# TASK PROMPT
In the entries below, count each line where "query" appears. Give the total and nothing more.

Stored items
----

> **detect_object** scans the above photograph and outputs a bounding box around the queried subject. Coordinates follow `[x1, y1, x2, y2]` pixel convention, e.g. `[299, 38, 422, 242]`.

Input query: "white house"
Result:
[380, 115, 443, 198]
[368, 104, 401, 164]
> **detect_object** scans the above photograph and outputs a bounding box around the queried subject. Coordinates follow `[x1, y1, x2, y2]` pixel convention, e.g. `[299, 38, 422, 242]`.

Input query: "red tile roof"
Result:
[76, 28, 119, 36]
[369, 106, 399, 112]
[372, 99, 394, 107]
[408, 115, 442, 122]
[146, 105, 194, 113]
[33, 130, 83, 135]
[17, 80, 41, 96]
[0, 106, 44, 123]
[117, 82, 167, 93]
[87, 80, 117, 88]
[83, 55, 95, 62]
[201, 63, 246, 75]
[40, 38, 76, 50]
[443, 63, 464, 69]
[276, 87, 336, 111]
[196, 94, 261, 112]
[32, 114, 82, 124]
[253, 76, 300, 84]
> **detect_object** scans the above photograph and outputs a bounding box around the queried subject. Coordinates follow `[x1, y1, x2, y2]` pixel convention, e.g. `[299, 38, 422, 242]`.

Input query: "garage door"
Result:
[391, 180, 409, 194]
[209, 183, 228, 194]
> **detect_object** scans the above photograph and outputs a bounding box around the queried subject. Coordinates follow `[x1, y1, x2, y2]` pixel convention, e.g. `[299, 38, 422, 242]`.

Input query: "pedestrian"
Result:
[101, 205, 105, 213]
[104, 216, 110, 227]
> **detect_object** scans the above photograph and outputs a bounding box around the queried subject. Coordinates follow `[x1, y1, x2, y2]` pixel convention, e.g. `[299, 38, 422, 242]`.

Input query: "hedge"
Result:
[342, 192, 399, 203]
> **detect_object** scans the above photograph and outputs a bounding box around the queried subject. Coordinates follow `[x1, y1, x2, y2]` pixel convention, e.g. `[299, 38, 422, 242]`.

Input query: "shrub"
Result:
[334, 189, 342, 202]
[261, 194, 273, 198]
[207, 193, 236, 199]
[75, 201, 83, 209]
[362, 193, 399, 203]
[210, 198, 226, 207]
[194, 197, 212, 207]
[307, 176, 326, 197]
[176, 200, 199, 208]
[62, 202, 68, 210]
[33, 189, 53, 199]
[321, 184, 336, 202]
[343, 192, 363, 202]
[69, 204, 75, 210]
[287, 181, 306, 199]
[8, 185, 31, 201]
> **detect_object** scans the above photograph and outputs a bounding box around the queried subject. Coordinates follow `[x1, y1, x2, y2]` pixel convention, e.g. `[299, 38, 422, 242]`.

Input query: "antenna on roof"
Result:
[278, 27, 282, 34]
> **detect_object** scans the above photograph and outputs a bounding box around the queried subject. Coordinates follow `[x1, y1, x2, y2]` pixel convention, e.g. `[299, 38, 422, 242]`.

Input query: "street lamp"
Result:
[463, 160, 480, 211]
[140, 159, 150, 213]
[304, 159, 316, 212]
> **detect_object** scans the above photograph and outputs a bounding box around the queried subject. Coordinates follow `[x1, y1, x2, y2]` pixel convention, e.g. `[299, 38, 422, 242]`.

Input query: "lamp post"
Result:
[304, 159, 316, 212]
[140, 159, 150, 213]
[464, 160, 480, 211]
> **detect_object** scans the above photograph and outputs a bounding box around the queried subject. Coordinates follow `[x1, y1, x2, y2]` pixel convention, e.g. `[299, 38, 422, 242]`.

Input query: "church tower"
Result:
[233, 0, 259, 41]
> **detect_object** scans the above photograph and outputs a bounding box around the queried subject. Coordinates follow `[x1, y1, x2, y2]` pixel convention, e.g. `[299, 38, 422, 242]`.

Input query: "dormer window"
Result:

----

# RESPONSE TO THE EXERCISE
11